Can you rewrite all of the records below so that "locate" replaces "identify" throughout, with nothing else changed?

Recorded data:

━━━━━━

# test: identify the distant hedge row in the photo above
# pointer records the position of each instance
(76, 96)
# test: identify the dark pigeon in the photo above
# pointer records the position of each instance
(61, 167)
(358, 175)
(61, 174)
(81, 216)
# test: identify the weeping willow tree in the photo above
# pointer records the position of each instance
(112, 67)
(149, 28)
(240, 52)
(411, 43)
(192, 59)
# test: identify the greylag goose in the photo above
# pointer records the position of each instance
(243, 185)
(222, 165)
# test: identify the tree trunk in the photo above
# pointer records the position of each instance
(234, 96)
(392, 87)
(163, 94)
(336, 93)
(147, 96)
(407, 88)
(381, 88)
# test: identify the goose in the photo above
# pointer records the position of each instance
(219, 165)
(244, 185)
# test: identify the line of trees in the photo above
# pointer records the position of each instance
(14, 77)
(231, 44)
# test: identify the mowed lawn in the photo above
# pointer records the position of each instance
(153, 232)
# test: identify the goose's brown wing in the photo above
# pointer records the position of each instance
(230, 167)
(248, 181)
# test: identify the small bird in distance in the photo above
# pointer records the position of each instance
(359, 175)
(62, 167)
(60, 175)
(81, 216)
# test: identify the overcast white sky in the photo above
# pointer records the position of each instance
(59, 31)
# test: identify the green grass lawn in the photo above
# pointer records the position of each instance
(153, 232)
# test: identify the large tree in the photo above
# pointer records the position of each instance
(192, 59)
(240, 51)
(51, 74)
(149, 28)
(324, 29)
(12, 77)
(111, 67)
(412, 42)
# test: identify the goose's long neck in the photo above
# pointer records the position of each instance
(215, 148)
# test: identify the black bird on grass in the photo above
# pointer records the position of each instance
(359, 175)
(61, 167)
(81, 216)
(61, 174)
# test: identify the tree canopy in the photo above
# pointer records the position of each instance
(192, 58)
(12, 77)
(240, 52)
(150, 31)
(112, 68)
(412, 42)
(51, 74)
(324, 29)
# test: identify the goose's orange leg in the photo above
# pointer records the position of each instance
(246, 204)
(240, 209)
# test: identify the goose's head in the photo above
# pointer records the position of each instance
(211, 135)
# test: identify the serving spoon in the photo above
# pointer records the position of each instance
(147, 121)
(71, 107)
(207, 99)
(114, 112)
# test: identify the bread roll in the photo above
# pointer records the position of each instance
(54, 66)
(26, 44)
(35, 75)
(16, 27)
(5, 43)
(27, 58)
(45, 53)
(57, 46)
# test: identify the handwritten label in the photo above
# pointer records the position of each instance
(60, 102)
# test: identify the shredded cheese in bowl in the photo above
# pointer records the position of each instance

━━━━━━

PROBLEM SOLUTION.
# test: locate the distant hedge row in the photo above
# pointer records the position of each instance
(76, 96)
# test: locate the dark pigeon in the photo above
# pointer records the position of each instance
(61, 167)
(358, 175)
(61, 174)
(81, 216)
# test: locate the weeping willow tree in the photo above
# pointer records the position of each instance
(112, 67)
(149, 28)
(240, 52)
(411, 43)
(192, 59)
# test: locate the greylag goose in the photo above
# pointer records the position of each instance
(243, 185)
(222, 165)
# test: locate the tree trunk in the photo above
# pointer records the position of each instance
(234, 96)
(392, 87)
(163, 94)
(336, 93)
(147, 96)
(407, 88)
(381, 88)
# test: locate the goose in the photo above
# pointer records the position of each instance
(219, 165)
(244, 185)
# test: locate the line of trees in the photo above
# pointer records the position of each instance
(14, 77)
(231, 44)
# test: locate the mowed lawn in the photo above
# pointer records the position of each instance
(153, 232)
# test: locate the goose's brown wing in the photo above
# pointer records the position of each instance
(230, 167)
(248, 181)
# test: locate the small bird in distance in the photo above
# pointer records the position of each instance
(359, 175)
(62, 167)
(60, 175)
(81, 216)
# test: locate the overcast white sky in the photo above
# pointer records the position of each instance
(59, 31)
# test: locate the green grass lawn in the photo above
# pointer records the position of each instance
(153, 232)
# test: locate the large tree in the photo above
# pointer records the position of each instance
(192, 59)
(240, 51)
(51, 74)
(149, 28)
(324, 29)
(12, 77)
(111, 67)
(412, 42)
# test: locate the goose's long neck in the photo above
# pointer records the position of each instance
(215, 148)
# test: locate the black bird on grass in the photo above
# pointer records the position of each instance
(359, 175)
(61, 167)
(81, 216)
(61, 174)
# test: locate the tree canopy in the photo above
# pointer records the position of each instance
(192, 58)
(12, 77)
(240, 52)
(150, 31)
(112, 68)
(412, 42)
(51, 74)
(324, 29)
# test: locate the goose's orange leg in the photo above
# pointer records the position of each instance
(246, 204)
(240, 209)
# test: locate the goose's head in the photo above
# pointer records the position of each instance
(211, 135)
# test: locate the serving spoon in the photo above
# pointer records the position of each instance
(147, 121)
(71, 107)
(207, 99)
(114, 112)
# test: locate the bread roll in the photo above
# pointer records the position of each instance
(54, 66)
(26, 44)
(35, 75)
(16, 27)
(5, 43)
(27, 58)
(45, 53)
(57, 46)
# test: locate the handwritten label in the photo above
# pointer records the position of each instance
(60, 102)
# test: locate the shredded cheese in bowl in the photo above
# pointer records the position of each instance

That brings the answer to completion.